### PASSAGE SHOWN:
┏━━
CNN filter-level adaptation: Targeted retraining of distortion-sensitive filters recovers image classification accuracy under heavy covariate shifts (Bianchi et al., 2019).

5. Quantitative Outcomes and Comparative Analysis

Empirical findings consistently indicate that selective fine-tuning attains accuracy equivalent or superior to full fine-tuning, typically using only $5$–$30$% of trainable parameters or fewer layers/tokens:

Method	Params Tuned	Task	Baseline	Selective FT	Δ (Selective–Baseline)
BioTune (ResNet-50)	30%	MNIST	FT 98.96	99.13	+0.17
SubTuning (ViT-B/16)	12%	VTAB	FT 47.8	68.0	+20.2
SSR (LLM, MD2D)	–	QA	SFT drop −16.7%	SSR drop −2.3%	+14.4% (gen.)
SAFE (BERT-large)	–	GLUE	84.66	84.99	+0.33, −40.5% mem
SparseGrad	1% (MLP)	GLUE	LoRA 83.1	83.6	+0.5
Selective LoRA (CLIP)	5%	OOD ZS	SFT fall −30%	<−5.7%	+24.3% (forgetting)

These gains also extend to memory, FLOPs, and training/inference time reductions. Selective adapter freezing matches or slightly exceeds baseline accuracy while decreasing compute and memory footprints by up to 47%–88% (Son et al., 2024). In volumetric medical segmentation, selective sample querying and semi-supervised fine-tuning increase Dice scores by $2$–$8$ points over random or SOTA baselines, approaching fully-supervised upper bounds at $<$ 30% label cost (Yang et al., 13 Sep 2025).
┗━━
### LISTED ENTRIES:
┏━━
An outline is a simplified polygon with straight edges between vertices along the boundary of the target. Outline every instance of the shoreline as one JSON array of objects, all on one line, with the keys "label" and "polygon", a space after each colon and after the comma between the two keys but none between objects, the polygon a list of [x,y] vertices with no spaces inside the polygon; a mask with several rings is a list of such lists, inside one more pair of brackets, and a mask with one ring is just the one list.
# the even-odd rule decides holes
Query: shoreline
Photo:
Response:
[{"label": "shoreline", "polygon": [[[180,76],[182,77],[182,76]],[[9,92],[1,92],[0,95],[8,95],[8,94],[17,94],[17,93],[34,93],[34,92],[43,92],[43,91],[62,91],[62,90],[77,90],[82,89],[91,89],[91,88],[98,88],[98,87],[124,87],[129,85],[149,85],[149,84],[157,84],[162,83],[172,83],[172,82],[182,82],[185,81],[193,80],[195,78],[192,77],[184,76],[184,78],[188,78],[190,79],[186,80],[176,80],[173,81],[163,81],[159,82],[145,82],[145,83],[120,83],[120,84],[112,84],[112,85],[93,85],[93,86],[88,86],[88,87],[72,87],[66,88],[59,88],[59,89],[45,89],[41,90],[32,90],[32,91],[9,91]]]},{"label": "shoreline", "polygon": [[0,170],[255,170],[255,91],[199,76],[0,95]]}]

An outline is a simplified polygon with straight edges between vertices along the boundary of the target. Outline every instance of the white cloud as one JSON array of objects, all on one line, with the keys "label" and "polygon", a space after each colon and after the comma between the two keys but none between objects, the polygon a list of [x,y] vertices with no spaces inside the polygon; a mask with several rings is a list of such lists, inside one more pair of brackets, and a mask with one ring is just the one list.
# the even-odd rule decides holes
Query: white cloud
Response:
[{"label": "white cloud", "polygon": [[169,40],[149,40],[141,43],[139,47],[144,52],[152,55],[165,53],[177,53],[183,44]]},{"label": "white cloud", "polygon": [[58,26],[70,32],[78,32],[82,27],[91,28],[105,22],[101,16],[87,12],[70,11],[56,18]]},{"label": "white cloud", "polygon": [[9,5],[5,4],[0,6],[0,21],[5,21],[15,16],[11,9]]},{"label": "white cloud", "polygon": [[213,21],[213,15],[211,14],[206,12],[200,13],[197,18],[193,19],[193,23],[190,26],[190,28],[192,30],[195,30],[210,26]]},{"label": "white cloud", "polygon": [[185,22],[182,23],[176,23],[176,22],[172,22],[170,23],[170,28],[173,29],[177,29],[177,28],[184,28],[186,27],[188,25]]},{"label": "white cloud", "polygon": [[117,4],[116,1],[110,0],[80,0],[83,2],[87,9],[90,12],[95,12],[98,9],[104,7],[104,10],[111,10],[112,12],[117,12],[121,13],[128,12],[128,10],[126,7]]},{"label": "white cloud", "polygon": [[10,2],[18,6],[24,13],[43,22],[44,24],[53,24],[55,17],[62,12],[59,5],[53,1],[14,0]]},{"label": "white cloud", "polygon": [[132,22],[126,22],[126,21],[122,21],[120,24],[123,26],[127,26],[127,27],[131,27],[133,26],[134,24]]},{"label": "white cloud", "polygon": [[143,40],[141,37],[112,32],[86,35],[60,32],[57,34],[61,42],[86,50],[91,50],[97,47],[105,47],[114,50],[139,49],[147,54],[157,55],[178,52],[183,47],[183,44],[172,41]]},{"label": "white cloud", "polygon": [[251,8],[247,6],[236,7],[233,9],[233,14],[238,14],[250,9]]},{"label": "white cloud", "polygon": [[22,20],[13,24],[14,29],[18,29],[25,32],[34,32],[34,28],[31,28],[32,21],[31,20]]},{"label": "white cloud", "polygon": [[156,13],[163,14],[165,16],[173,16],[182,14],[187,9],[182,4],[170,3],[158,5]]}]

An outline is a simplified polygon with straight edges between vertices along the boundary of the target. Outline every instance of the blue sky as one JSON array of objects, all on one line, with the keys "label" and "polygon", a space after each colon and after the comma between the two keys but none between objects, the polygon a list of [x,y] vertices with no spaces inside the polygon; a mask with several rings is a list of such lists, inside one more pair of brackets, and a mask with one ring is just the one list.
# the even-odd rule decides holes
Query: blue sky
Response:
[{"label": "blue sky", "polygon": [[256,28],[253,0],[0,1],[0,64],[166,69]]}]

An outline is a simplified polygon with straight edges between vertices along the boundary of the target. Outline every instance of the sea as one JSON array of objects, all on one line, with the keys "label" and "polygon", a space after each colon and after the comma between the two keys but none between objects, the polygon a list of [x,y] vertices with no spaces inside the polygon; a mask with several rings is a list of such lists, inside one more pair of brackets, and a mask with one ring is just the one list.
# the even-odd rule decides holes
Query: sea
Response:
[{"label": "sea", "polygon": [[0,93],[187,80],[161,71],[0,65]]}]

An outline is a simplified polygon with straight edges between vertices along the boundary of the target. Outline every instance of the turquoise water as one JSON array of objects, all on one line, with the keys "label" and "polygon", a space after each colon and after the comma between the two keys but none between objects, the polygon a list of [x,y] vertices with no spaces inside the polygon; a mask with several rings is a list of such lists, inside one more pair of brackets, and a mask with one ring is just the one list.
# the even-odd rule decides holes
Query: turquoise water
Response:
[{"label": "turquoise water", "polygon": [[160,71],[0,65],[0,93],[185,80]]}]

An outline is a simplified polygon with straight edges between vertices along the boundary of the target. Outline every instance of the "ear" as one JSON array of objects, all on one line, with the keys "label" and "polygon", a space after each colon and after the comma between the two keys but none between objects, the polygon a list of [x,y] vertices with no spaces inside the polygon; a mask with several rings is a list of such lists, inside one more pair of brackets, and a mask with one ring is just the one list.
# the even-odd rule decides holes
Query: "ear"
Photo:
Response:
┗━━
### WORK INSTRUCTIONS:
1. Repeat word for word the part of the passage on selective fine-tuning that opens with the words containing "CNN filter-level adaptation: Targeted" and closes with "et al., 2019).".
2. Name every method listed in the first column of the table in the passage on selective fine-tuning.
3. Answer these from the passage on selective fine-tuning:
(a) What share of parameters did SubTuning (ViT-B/16) tune?
(b) By how much can selective adapter freezing cut compute and memory footprints?
(c) By how many points do Dice scores go up in volumetric medical segmentation?
Answer using only the passage on selective fine-tuning.

### SOLUTIONS TO THE EXERCISE:
1.
CNN filter-level adaptation: Targeted retraining of distortion-sensitive filters recovers image classification accuracy under heavy covariate shifts (Bianchi et al., 2019).

2.
BioTune (ResNet-50)
SubTuning (ViT-B/16)
SSR (LLM, MD2D)
SAFE (BERT-large)
SparseGrad
Selective LoRA (CLIP)

3.
(a) 12%
(b) Up to 47%–88%
(c) 2–8 points